» **EXERCISE REQUIREMENTS**:
a. Duplicate the passage of the abstract on monopolistic advertising from "This paper takes" up to and including "price to consumers.".
b. Answer these questions using the abstract on monopolistic advertising:
(i) How many special cases of interest does the general result produce?
(ii) What kind of approach to comparative static analysis is used?
(iii) Which advertising paradigm is assumed when the results are derived?
c. List every assumption under which the results in the abstract on monopolistic advertising are derived.

» **READING PASSAGE**:
--- start ---
The many conditions under which monopolistic advertising can differ from the social optimum

Abstract

This paper takes a new approach to a classical question about the relationship of monopolistic behavior to the social optimum when advertising is admitted. By characterizing conditions in terms of consumer preferences and using an uncommon approach to comparative static analysis, we derive a general result that produces a dozen special cases of interest. We also show that a plausible preference specification is general enough to generate each of these cases. The specification is amenable to estimation and inference with common data, although empirical application is beyond the scope of this paper. Results are derived assuming that advertising follows the complementary rather than persuasive advertising paradigm where consumers have stable quasilinear preferences and the amount of advertising is seller-determined rather than offered at a unit price to consumers.
--- end ---
» **DATASET SECTION**:
--- start ---
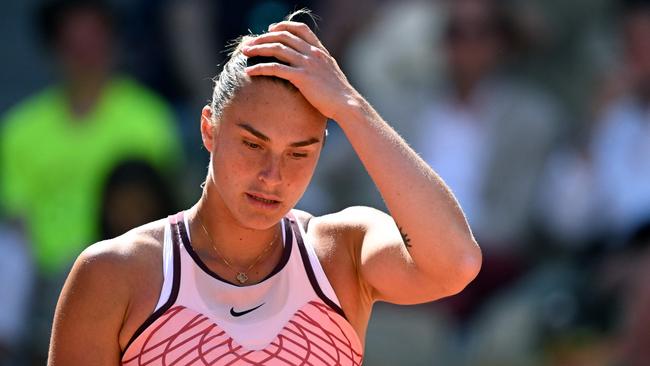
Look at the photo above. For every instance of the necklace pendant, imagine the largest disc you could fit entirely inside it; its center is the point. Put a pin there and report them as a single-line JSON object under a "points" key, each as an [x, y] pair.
{"points": [[241, 277]]}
--- end ---
» **ANSWERS**:
a.
This paper takes a new approach to a classical question about the relationship of monopolistic behavior to the social optimum when advertising is admitted. By characterizing conditions in terms of consumer preferences and using an uncommon approach to comparative static analysis, we derive a general result that produces a dozen special cases of interest. We also show that a plausible preference specification is general enough to generate each of these cases. The specification is amenable to estimation and inference with common data, although empirical application is beyond the scope of this paper. Results are derived assuming that advertising follows the complementary rather than persuasive advertising paradigm where consumers have stable quasilinear preferences and the amount of advertising is seller-determined rather than offered at a unit price to consumers.

b.
(i) A dozen.
(ii) An uncommon approach.
(iii) The complementary advertising paradigm, rather than the persuasive one.

c.
- Advertising follows the complementary rather than the persuasive advertising paradigm.
- Consumers have stable quasilinear preferences.
- The amount of advertising is seller-determined rather than offered at a unit price to consumers.